DOCUMENT EXTRACT:
• • •

SS: It is a rich irony that Port Phillip obviously loved the finished building.

KT: They did. The reason they gave for blocking it was: “Kerstin we know you’ll do a reasonable job but this will set a precedent and then we could get bad versions of it.” Point being, I see it as council’s problem to stop the bad versions not the good ones. Anyway, when the jury came they drove past the house twice because they missed it. I said: “See I told you it was low key”.

MS: Do you see your architecture as being particularly Australian, or is this perception a by-product of integrating your architecture so successfully with Australian landscapes?

KT: That’s a really good question. I think we probably understand our work both within a local repertoire and a global one. Yes you have your local reference points and whether that’s contemporary peers or older peers. For example, Boyd and Grounds, Baracco + Wright and all that mob from when I grew up. More recently current peers I’d say NMBW’s interests, some of Michael Markham’s work for example. There are peers I have a great respect for and there are interests common to us. I think there’s the bigger global discipline and you’re always trying to situate your work within that but also draw from it too. There’s also the idea of acting locally with a building. Not so much in the formal sense of what an Australian building looks like but more that it does something to help place-make in its situation, and help reinforce valued aspects of the local condition.

• • •

THE PROBLEM:
Repeat word for word the passage of the architecture interview from "SS: It is a" to "with Australian landscapes?".

ENTRIES SHOWN:

• • •

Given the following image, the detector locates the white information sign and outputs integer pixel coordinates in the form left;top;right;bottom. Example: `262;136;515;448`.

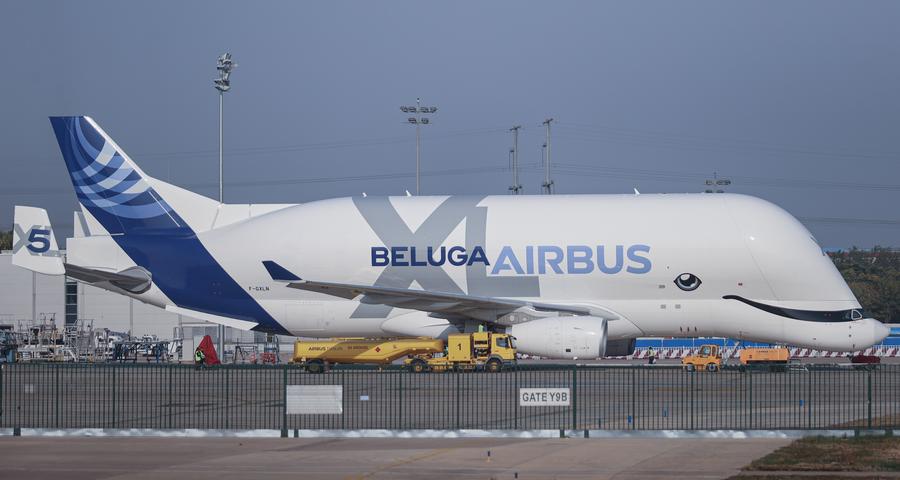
287;385;344;415
519;388;572;407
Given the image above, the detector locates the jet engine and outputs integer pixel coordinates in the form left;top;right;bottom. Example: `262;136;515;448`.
509;316;607;360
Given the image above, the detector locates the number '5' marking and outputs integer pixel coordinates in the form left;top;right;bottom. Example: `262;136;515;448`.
28;228;50;253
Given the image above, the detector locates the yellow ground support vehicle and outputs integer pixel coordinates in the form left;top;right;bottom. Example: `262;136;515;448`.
292;338;444;373
406;332;516;373
741;347;791;365
681;345;722;372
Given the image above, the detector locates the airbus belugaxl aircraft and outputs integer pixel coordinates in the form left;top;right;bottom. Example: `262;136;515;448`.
13;117;889;358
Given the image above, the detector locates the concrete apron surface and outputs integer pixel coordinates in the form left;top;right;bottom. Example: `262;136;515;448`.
0;428;893;439
0;431;791;480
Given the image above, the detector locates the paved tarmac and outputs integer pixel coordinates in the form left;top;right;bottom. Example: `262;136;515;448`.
0;437;791;480
0;364;900;430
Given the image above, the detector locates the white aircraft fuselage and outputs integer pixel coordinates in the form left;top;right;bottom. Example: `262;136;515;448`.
17;117;888;357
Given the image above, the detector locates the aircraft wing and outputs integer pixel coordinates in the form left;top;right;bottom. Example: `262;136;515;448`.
263;260;617;322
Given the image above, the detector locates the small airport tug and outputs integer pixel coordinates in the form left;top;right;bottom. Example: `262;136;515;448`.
292;332;516;373
681;345;722;372
681;345;791;372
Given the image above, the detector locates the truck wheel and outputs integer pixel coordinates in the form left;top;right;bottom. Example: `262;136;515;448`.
484;358;503;373
306;360;325;373
409;358;428;373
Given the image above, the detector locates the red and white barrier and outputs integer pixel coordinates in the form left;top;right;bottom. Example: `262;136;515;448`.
613;346;900;359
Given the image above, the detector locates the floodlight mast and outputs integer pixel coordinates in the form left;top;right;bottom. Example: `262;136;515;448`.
213;52;237;358
213;52;237;203
704;172;731;193
541;118;553;195
509;125;522;195
400;97;437;195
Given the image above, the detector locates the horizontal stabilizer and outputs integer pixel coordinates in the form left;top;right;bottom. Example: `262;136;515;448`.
263;260;302;282
65;263;152;294
166;305;259;330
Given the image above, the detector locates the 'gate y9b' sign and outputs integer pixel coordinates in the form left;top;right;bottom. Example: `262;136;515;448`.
519;388;572;407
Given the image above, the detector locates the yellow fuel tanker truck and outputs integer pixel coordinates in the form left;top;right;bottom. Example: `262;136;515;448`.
292;332;516;373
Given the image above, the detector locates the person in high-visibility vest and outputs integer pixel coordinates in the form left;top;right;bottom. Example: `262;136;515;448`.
194;348;206;365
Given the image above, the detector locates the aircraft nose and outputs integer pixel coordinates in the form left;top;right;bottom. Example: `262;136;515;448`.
867;318;891;343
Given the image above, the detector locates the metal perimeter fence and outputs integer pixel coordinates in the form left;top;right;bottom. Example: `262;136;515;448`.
0;363;900;436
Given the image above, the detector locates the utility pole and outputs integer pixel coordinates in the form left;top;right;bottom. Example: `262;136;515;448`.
541;118;553;195
213;52;237;359
400;97;437;195
509;125;522;195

• • •

OUTPUT OF THE EXERCISE:
SS: It is a rich irony that Port Phillip obviously loved the finished building.

KT: They did. The reason they gave for blocking it was: “Kerstin we know you’ll do a reasonable job but this will set a precedent and then we could get bad versions of it.” Point being, I see it as council’s problem to stop the bad versions not the good ones. Anyway, when the jury came they drove past the house twice because they missed it. I said: “See I told you it was low key”.

MS: Do you see your architecture as being particularly Australian, or is this perception a by-product of integrating your architecture so successfully with Australian landscapes?